**What you have to do**
Quote word for word the part of the computer system passage that opens with "[00136] The computer" and closes with "via the network 930.".

+++ Text block

The storage unit 915 can store user data, e.g., user preferences and user programs. The computer system 901 in some cases can include one or more additional data storage units that are external to the computer system 901, such as located on a remote server that is in communication with the computer system 901 through an intranet or the Internet.
[00136] The computer system 901 can communicate with one or more remote computer systems through the network 930. For instance, the computer system 901 can communicate with a remote computer system of a user (e.g., a mobile device). Examples of remote computer systems include personal computers (e.g., portable PC), slate or tablet PC’s (e.g., Apple® iPad, Samsung® Galaxy Tab), telephones, Smart phones (e.g., Apple® iPhone, Android-enabled device, Blackberry®), or personal digital assistants. The user can access the computer system 901 via the network 930.
[00137] Methods as described herein can be implemented by way of machine (e.g., computer processor) executable code stored on an electronic storage location of the computer system 901, such as, for example, on the memory 910 or electronic storage unit 915. The machine executable or machine readable code can be provided in the form of software. During use, the code can be executed by the processor 905. In some cases, the code can be retrieved from the storage unit 915 and stored on the memory 910 for ready access by the processor 905. In some situations, the electronic storage unit 915 can be precluded, and machine-executable instructions are stored on memory 910.
[00138] The code can be pre-compiled and configured for use with a machine having a processer adapted to execute the code or can be compiled during runtime. The code can be supplied in a programming language that can be selected to enable the code to execute in a pre compiled or as-compiled fashion.
[00139] Aspects of the systems and methods provided herein, such as the computer system 901, can be embodied in programming. Various aspects of the technology may be thought of as “products” or “articles of manufacture” typically in the form of machine (or processor) executable code and/or associated data that is carried on or embodied in a type of machine readable medium. Machine-executable code can be stored on an electronic storage unit, such as memory (e.g., read-only memory, random-access memory, flash memory) or a hard disk. “Storage” type media can include any or all of the tangible memory of the computers, processors or the like, or associated modules thereof, such as various semiconductor memories, tape drives, disk drives and the like, which may provide non-transitory storage at any time for the software programming. All or portions of the software may at times be communicated through the Internet or various other telecommunication networks. Such communications, for example, may enable loading of the software from one computer or processor into another, for example, from a management server or host computer into the computer platform of an application server. Thus, another type of media that may bear the software elements includes optical, electrical and electromagnetic waves, such as used across physical interfaces between local devices, through wired and optical landline networks and over various air-links. The physical elements that carry such waves, such as wired or wireless links, optical links or the like, also may be considered as media bearing the software. As used herein, unless restricted to non-transitory, tangible “storage” media, terms such as computer or machine “readable medium” refer to any medium that participates in providing instructions to a processor for execution.

++++++
+++ Extracted data

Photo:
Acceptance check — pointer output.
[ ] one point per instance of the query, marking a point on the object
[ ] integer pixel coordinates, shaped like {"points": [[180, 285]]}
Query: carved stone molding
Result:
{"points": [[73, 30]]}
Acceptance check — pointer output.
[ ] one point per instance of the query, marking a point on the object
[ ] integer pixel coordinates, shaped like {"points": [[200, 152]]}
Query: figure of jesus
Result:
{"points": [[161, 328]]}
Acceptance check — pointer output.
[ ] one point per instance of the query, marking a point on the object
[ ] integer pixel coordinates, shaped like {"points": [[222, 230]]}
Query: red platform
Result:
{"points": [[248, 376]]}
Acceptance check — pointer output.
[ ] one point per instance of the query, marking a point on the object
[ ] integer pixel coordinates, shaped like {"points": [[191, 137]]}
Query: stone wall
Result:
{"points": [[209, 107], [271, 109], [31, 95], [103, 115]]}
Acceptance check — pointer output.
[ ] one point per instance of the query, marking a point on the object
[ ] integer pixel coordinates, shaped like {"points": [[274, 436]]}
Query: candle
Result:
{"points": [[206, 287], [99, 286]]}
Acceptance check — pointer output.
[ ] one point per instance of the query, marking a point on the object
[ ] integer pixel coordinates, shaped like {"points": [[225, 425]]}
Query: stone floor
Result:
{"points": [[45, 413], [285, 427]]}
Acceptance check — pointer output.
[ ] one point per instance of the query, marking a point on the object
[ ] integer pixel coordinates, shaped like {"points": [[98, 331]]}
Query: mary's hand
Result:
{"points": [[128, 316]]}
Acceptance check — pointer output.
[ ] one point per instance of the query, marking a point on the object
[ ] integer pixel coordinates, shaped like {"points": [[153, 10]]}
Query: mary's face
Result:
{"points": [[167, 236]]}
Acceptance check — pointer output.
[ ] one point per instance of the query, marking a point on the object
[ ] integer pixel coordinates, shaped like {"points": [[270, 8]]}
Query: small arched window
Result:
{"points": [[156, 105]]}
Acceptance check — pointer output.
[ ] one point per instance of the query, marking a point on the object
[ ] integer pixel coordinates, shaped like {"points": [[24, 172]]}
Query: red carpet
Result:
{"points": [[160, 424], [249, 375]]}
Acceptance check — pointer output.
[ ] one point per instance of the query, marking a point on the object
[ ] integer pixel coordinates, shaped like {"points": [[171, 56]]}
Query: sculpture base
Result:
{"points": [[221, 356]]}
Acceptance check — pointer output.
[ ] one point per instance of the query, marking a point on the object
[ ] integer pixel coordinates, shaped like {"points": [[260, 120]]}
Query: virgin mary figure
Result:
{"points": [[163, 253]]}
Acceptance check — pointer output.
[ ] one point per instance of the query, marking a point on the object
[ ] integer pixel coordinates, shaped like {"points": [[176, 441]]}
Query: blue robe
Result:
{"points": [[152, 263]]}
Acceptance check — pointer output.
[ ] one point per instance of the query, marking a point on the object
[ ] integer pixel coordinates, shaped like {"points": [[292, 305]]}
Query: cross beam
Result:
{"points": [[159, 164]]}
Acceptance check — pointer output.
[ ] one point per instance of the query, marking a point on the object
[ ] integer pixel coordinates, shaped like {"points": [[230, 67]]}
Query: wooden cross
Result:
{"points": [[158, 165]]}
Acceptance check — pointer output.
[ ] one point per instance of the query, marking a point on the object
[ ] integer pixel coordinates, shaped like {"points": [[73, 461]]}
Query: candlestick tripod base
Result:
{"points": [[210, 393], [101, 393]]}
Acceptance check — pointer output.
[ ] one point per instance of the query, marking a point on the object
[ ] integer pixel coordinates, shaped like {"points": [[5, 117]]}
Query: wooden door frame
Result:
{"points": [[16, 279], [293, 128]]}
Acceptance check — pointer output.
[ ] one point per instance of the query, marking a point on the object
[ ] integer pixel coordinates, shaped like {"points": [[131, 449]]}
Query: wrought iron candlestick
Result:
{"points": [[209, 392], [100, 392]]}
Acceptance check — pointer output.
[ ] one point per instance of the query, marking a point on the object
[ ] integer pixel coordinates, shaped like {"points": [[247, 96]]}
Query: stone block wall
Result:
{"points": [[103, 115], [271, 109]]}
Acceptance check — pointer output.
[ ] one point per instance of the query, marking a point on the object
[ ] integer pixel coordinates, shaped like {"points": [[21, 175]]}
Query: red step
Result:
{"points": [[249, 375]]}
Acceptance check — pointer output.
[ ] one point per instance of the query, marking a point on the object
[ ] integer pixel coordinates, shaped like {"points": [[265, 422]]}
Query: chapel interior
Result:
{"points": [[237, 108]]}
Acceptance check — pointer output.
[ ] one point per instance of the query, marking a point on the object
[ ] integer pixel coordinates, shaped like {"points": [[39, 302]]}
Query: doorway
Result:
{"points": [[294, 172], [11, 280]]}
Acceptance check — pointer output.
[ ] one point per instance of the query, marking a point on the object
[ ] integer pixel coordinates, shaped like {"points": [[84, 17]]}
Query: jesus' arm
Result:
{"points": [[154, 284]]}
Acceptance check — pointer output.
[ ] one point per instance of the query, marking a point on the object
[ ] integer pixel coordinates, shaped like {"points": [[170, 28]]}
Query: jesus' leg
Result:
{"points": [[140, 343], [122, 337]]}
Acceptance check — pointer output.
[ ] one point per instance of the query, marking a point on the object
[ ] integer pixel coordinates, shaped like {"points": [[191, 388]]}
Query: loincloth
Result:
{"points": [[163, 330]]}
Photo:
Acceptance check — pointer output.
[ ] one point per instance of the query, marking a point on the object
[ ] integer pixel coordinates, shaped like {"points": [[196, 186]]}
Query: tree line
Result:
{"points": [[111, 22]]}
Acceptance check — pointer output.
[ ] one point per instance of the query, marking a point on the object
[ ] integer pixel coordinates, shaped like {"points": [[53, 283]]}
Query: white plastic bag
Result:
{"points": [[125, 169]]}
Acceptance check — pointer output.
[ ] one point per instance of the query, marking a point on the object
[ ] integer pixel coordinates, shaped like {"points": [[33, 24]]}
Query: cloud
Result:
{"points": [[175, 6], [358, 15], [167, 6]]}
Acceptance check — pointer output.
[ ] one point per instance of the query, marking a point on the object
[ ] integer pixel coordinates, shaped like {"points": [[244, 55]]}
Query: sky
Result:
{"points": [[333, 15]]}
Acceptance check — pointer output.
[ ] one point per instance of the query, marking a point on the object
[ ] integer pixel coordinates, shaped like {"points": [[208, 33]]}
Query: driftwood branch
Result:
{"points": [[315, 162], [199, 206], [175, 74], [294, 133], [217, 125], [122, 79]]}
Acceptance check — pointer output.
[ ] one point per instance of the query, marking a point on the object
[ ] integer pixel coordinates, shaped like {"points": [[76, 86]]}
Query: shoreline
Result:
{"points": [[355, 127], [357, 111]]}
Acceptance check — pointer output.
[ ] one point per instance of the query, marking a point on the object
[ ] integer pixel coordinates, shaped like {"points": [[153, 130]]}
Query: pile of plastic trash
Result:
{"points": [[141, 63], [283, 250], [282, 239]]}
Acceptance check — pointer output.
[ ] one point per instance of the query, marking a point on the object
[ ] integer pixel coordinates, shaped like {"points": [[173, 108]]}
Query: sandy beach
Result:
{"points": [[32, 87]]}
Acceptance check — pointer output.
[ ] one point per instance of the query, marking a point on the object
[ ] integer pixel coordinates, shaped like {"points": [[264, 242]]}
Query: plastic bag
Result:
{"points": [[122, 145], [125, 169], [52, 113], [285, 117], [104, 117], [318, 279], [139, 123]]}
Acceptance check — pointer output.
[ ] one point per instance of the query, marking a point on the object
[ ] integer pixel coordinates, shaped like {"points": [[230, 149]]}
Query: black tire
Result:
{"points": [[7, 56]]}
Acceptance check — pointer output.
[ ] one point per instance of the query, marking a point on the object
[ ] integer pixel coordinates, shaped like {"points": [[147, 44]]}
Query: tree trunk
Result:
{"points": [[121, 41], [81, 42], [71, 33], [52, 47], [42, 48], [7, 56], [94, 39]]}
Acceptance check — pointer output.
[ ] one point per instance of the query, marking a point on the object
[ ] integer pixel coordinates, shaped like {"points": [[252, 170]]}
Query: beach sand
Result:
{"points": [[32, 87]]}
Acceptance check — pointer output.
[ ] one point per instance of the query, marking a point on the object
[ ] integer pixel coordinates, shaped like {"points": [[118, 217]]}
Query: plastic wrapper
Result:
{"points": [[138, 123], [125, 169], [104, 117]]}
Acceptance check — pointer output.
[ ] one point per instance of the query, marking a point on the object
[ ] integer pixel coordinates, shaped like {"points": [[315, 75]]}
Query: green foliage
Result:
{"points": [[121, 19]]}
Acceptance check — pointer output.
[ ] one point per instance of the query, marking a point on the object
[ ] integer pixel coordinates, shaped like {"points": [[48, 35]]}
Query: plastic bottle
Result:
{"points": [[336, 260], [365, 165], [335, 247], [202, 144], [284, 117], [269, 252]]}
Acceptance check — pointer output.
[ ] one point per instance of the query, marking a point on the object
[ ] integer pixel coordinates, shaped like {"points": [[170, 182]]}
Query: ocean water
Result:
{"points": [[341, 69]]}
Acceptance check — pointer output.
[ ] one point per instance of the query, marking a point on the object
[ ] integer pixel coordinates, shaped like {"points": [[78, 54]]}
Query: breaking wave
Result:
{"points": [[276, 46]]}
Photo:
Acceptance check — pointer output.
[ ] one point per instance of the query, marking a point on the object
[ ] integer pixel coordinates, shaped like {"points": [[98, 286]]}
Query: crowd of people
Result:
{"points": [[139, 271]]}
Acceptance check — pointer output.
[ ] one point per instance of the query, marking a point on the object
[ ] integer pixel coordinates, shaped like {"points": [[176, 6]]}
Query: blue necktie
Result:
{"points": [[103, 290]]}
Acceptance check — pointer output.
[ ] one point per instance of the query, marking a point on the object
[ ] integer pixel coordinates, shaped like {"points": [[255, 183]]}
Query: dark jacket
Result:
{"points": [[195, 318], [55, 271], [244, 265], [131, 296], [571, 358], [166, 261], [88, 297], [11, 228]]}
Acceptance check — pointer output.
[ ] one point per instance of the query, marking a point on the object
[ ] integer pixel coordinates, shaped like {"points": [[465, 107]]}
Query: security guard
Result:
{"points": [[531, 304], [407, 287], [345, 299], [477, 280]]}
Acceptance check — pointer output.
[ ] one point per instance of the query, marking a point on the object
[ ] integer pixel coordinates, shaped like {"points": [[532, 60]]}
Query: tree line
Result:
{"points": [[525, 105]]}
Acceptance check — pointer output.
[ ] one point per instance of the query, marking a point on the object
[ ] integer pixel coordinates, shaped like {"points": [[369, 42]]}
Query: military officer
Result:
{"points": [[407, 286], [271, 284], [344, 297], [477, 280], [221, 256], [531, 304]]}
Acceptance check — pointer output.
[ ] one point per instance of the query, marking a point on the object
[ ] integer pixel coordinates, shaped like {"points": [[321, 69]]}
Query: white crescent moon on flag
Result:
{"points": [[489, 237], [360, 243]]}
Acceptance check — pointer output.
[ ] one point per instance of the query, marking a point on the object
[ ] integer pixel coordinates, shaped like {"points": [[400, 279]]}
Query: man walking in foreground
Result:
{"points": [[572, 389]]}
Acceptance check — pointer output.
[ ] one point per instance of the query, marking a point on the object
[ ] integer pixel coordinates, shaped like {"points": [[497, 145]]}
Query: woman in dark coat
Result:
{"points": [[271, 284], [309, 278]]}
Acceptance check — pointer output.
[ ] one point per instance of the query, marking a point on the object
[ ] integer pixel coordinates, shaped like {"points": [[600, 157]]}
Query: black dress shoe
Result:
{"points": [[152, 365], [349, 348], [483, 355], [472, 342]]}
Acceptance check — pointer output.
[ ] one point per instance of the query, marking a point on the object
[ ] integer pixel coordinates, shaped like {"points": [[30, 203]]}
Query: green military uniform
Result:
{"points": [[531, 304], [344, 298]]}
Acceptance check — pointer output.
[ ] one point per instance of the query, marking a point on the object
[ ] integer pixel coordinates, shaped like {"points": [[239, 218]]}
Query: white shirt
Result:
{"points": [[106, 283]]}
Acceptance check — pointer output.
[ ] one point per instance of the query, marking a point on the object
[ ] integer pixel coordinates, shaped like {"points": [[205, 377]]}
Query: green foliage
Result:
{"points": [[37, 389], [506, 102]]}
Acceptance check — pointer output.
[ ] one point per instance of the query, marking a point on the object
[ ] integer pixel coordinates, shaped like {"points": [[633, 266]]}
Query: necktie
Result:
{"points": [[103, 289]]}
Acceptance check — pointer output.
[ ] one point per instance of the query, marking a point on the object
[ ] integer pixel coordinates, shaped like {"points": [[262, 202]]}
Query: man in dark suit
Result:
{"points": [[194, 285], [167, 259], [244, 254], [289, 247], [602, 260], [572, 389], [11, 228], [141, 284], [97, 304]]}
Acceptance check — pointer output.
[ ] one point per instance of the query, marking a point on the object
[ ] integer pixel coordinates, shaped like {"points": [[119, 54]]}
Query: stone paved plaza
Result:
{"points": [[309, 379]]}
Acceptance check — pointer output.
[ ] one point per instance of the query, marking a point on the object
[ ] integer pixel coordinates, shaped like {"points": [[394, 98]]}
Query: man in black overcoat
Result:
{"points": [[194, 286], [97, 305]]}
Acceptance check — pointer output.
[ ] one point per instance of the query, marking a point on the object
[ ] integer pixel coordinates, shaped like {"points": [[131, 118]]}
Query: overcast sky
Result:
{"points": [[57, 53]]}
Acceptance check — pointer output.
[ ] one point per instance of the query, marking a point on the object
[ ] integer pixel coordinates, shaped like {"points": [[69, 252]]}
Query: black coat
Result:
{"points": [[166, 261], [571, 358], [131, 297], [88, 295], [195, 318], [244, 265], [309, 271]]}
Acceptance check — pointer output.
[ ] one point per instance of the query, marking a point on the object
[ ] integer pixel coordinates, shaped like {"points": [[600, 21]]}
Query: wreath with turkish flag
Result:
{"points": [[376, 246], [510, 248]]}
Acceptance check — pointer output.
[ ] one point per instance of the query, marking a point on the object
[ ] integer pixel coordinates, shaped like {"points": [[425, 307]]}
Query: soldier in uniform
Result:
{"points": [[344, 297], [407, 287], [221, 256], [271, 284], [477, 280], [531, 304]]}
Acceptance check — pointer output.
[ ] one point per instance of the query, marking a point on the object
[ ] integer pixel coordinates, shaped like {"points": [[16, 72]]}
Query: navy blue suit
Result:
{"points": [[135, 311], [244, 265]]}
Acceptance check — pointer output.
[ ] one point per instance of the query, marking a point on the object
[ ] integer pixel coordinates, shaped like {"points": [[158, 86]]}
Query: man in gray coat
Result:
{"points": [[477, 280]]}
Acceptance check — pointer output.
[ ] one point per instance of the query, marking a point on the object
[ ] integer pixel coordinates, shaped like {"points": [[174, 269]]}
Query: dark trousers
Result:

++++++

**Response to this task**
[00136] The computer system 901 can communicate with one or more remote computer systems through the network 930. For instance, the computer system 901 can communicate with a remote computer system of a user (e.g., a mobile device). Examples of remote computer systems include personal computers (e.g., portable PC), slate or tablet PC’s (e.g., Apple® iPad, Samsung® Galaxy Tab), telephones, Smart phones (e.g., Apple® iPhone, Android-enabled device, Blackberry®), or personal digital assistants. The user can access the computer system 901 via the network 930.